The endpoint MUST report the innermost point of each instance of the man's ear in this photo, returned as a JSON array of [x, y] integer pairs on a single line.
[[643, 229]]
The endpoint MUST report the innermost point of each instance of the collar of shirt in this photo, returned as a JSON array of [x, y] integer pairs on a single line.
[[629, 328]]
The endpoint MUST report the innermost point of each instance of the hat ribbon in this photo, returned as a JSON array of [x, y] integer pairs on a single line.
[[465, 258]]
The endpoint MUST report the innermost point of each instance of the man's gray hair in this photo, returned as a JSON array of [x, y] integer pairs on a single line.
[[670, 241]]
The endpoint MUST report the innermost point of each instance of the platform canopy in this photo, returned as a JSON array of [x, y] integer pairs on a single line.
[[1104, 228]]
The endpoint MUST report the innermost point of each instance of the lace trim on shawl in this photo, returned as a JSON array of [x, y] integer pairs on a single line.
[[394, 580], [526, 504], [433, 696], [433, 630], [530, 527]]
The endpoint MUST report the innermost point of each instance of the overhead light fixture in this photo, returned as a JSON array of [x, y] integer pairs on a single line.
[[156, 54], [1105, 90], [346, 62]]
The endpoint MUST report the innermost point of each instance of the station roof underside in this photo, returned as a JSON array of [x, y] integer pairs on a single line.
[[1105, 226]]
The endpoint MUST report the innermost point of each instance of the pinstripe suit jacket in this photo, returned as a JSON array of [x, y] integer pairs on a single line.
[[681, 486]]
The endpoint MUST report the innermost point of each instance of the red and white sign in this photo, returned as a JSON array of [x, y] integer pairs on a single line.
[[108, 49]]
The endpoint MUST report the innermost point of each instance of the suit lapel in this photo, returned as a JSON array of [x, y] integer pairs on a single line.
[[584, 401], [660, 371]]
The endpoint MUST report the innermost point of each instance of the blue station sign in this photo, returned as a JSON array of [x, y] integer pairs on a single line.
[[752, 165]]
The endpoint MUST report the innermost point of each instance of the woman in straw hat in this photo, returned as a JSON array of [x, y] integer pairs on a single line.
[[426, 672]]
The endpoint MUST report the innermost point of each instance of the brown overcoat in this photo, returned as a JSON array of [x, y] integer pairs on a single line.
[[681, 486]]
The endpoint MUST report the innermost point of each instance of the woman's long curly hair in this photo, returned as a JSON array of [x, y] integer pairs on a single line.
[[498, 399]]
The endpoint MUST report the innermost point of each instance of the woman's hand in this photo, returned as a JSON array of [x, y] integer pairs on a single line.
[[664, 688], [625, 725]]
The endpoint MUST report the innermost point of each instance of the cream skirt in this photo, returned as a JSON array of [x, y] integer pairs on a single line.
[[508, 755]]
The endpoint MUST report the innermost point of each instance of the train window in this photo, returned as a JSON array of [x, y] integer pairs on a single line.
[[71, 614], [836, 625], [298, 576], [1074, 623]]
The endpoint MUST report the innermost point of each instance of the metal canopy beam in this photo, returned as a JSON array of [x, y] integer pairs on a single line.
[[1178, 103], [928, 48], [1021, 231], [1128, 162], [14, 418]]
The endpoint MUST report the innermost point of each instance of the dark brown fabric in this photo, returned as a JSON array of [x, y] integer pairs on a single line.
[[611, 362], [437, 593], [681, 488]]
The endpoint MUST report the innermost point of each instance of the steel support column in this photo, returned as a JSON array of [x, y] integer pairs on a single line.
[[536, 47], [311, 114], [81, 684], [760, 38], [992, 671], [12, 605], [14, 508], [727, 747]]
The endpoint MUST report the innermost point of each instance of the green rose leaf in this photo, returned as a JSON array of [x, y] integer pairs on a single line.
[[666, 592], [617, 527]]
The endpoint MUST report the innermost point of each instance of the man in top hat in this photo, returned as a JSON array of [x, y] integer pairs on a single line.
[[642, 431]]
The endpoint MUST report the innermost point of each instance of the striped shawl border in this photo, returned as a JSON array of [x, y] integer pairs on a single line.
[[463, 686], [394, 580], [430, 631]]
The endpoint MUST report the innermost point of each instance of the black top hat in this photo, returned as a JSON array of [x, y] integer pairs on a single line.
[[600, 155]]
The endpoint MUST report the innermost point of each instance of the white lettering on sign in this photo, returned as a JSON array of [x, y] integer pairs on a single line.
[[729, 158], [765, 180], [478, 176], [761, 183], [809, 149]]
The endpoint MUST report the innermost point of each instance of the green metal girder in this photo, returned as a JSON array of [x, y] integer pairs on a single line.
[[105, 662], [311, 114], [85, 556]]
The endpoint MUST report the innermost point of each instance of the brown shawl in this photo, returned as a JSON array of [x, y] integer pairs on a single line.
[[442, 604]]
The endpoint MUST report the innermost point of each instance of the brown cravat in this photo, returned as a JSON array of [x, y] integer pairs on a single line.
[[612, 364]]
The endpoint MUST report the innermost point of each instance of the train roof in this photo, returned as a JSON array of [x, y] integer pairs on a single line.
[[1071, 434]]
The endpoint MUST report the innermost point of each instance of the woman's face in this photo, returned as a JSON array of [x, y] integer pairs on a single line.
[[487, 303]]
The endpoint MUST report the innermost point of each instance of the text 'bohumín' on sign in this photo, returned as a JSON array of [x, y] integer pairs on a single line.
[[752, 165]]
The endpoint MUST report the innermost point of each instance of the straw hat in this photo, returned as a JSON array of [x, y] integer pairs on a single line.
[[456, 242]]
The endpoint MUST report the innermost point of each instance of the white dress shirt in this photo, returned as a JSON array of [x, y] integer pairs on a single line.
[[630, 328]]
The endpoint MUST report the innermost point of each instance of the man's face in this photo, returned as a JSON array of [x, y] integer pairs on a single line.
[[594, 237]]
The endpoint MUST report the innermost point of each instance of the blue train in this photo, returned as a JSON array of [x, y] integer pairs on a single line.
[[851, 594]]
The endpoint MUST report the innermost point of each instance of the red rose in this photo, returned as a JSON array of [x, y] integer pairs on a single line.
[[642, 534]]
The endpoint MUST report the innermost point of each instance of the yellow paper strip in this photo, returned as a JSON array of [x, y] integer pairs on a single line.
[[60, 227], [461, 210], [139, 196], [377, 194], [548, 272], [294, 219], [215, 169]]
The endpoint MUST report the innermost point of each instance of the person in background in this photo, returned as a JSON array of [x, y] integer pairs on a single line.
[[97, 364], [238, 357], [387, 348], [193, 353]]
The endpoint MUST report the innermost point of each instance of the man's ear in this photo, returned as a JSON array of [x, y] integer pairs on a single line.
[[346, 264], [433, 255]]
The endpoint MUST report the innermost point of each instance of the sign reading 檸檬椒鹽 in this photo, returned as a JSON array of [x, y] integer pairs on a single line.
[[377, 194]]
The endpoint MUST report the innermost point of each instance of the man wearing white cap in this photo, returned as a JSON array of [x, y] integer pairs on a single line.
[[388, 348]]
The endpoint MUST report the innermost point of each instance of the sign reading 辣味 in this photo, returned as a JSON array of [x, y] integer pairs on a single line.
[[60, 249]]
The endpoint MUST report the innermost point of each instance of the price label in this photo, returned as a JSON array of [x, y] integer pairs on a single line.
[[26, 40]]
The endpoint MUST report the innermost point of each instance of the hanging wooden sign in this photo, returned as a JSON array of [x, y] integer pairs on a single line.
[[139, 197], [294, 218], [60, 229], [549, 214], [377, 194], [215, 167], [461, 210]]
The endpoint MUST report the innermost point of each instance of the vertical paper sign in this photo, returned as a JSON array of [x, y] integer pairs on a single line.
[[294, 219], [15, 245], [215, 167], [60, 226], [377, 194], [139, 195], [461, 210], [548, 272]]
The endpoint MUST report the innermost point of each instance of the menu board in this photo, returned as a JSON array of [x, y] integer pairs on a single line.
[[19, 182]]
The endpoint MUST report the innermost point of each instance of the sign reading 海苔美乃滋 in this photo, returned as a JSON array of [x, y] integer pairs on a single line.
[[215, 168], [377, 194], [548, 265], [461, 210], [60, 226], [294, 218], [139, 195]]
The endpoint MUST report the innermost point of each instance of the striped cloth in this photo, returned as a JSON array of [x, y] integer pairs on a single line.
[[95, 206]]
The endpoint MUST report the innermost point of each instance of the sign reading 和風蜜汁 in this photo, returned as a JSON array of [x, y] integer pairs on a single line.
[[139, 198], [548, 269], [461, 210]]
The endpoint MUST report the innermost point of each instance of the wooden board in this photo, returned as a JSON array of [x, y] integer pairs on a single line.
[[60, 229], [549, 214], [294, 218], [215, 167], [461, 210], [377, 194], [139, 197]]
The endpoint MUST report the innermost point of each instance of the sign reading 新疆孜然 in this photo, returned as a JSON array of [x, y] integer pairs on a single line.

========

[TASK TO COMPLETE]
Please present the lines of the records from the one containing "the man's face" through the one containing "[[60, 249]]" as a numbered list, leaving out any blank lines.

[OUTPUT FOR THIS EXERCISE]
1. The endpoint MUST report the innermost point of each instance of the man's face in this photo, returned as a JSON array of [x, y] integer pairs on a single line.
2. [[594, 237]]
3. The endpoint MUST report the innermost point of each instance of the blue train in this photo, returned as a JSON array of [x, y] integer pairs on a single line.
4. [[851, 594]]
5. The endpoint MUST report the innermost point of each instance of the red rose in this photo, returned as a JSON array of [x, y] integer pairs on a single line.
6. [[642, 534]]
7. The endpoint MUST report the innermost point of each instance of the yellow paper strip in this photo, returned as a JSON array of [x, y] integer pairs on a single line.
8. [[60, 227], [461, 210], [139, 196], [377, 194], [548, 272], [294, 219], [215, 169]]
9. The endpoint MUST report the innermost point of each instance of the person in background in this photo, returned as a JSON array of [x, y] integer pairs on a single line.
10. [[97, 364], [238, 357], [387, 348], [193, 353]]
11. The endpoint MUST report the innermost point of each instance of the man's ear in this photo, returned as a JSON array of [x, y] integer pairs on a single line.
12. [[346, 264], [433, 255]]
13. The endpoint MUST report the innermost point of each instance of the sign reading 檸檬椒鹽 in this photo, returned as a JSON array of [x, y] integer pairs on a single line.
14. [[377, 194]]
15. The endpoint MUST report the innermost point of each instance of the man wearing white cap in this photo, returned as a JSON array of [x, y] integer pairs on a single line.
16. [[388, 348]]
17. The endpoint MUST report the innermost point of each instance of the sign reading 辣味 in this photo, returned as a JSON array of [x, y] integer pairs on a single line.
18. [[60, 249]]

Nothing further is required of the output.